Extrait —

Entretien avec James Ward Byrkit
Ancien collaborateur de Michael Bay et de Gore Verbinski, James Ward Byrkit a signé le vertigineux Coherence, l'une des révélations du dernier Festival de Gérardmer. Cette pépite de science-fiction raconte à la façon de La Quatrième dimension la nuit étrange et inquiétante passée par un groupe d'amis. James Ward Byrkit nous a réservé sa première interview en français et vous présente son long métrage aussi excitant que singulier...
Coherence est un ovni. Quel a été le point de départ d'un film aussi singulier ?

Consignes —
[1] D'après l'extrait, lors de quel festival le film Coherence a-t-il été l'une des révélations ?
[2] Recopiez mot pour mot le passage de l'extrait situé entre « Entretien avec James » et « excitant que singulier... », bornes incluses.

Données fournies —

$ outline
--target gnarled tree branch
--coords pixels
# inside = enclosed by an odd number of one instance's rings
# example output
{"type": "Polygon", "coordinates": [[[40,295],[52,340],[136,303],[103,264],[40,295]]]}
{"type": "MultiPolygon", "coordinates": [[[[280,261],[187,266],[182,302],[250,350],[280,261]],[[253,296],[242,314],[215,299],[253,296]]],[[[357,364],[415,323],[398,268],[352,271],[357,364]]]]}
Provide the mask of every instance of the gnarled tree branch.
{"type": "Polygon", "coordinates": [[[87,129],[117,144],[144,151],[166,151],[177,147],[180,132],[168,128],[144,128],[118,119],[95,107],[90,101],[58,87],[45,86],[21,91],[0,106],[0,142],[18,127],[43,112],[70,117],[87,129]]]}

Réponses par consigne —
[1] Au dernier Festival de Gérardmer.

[2]
Entretien avec James Ward Byrkit
Ancien collaborateur de Michael Bay et de Gore Verbinski, James Ward Byrkit a signé le vertigineux Coherence, l'une des révélations du dernier Festival de Gérardmer. Cette pépite de science-fiction raconte à la façon de La Quatrième dimension la nuit étrange et inquiétante passée par un groupe d'amis. James Ward Byrkit nous a réservé sa première interview en français et vous présente son long métrage aussi excitant que singulier...